• _EXTRAIT DU TEXTE_:
-- -- --

Confortée par la lettre ouverte d'Elon Musk et Steve Wozniak, la Cnil italienne bloque ChatGPT. Qu'en sera-t-il quand les modèles affecteront 2 emplois sur 3, comme le prévoit Goldman Sachs? OpenAI semble avoir vu le coup venir. Et ses rivaux, comme AI21, sont de plus en plus efficaces. Bienvenue dans Qant Expert, pour la semaine du 1er au 7 avril.

SOMMAIRE

DERNIERE MINUTE : L’autorité italienne de protection des données bloque ChatGPT.

DÉCRYPTAGE : Comment le marketing d’OpenAI se nourrit du populisme d’Elon Musk et des autorités italiennes.

ANALYSE : Deux emplois sur trois seront impactés par l’IA générative aux Etats-Unis selon Goldman Sachs, dans une étude qui prévoit que la technologie générera une augmentation du PIB mondial de 7%.

BANC D’ESSAI : Ces alternatives à GPT-4, épisode 1 : Jurassic Gen-2.

L’ACTUALITÉ DE LA SEMAINE : Elon Musk, Disney, Binance…


DERNIERE MINUTE

L’Italie dit non à ChatGPT

"L'Italie dit stop" (Shutterstock)"L'Italie dit stop" (Shutterstock)

L'autorité italienne de protection de la vie privée, le GPDP (Garante per la Protezione dei Dati Personali) vient d'ordonner l'interdiction de ChatGPT dans la Péninsule. Le Garante a déclaré que la société manquait d'une base juridique justifiant la collecte et le stockage massifs de données personnelles pour entraîner les algorithmes de ChatGPT. De plus, aucune information n’est collectée prouvant que l’utilisateur est majeur. Enfin, le GPDP considère qu’OpenAI traite les données de manière inexacte et rappelle qu’elle a exposé les conversations et les informations de paiement de ses utilisateurs lors d'une violation de données la semaine dernière. Une enquête a été lancée sur les risques pour la vie privée, la cybersécurité et la désinformation.

-- -- --

[Entrées enregistrées]
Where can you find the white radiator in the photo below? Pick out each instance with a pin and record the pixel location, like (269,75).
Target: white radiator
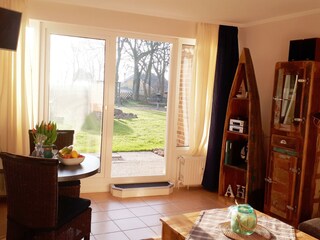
(2,184)
(191,169)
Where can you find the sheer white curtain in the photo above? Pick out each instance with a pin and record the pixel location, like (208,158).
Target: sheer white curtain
(202,87)
(14,121)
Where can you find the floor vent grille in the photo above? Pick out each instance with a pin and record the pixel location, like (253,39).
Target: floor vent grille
(141,189)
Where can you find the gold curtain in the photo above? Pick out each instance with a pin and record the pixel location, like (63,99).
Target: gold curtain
(14,121)
(202,87)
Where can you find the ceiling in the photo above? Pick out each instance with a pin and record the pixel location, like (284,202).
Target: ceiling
(232,12)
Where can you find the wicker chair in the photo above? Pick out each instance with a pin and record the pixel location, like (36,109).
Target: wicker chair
(64,138)
(35,211)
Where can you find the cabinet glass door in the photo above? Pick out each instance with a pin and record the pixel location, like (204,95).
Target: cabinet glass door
(288,112)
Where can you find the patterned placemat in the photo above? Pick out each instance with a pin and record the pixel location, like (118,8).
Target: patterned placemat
(207,226)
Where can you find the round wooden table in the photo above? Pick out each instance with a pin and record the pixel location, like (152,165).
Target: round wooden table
(87,168)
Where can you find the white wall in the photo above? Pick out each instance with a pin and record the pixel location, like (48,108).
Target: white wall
(85,16)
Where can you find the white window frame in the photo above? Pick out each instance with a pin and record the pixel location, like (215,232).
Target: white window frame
(48,28)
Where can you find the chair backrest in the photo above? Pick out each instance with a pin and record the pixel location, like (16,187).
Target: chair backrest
(64,138)
(32,190)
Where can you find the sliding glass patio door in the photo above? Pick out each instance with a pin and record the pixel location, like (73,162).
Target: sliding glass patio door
(76,88)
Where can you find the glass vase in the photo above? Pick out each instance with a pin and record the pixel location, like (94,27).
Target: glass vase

-- -- --

Modifiez le passage de l'extrait sur le blocage de ChatGPT situé entre "Confortée par la" et "des autorités italiennes.", inclus, en remplaçant "avril" par "mai".

Confortée par la lettre ouverte d'Elon Musk et Steve Wozniak, la Cnil italienne bloque ChatGPT. Qu'en sera-t-il quand les modèles affecteront 2 emplois sur 3, comme le prévoit Goldman Sachs? OpenAI semble avoir vu le coup venir. Et ses rivaux, comme AI21, sont de plus en plus efficaces. Bienvenue dans Qant Expert, pour la semaine du 1er au 7 mai.

SOMMAIRE

DERNIERE MINUTE : L’autorité italienne de protection des données bloque ChatGPT.

DÉCRYPTAGE : Comment le marketing d’OpenAI se nourrit du populisme d’Elon Musk et des autorités italiennes.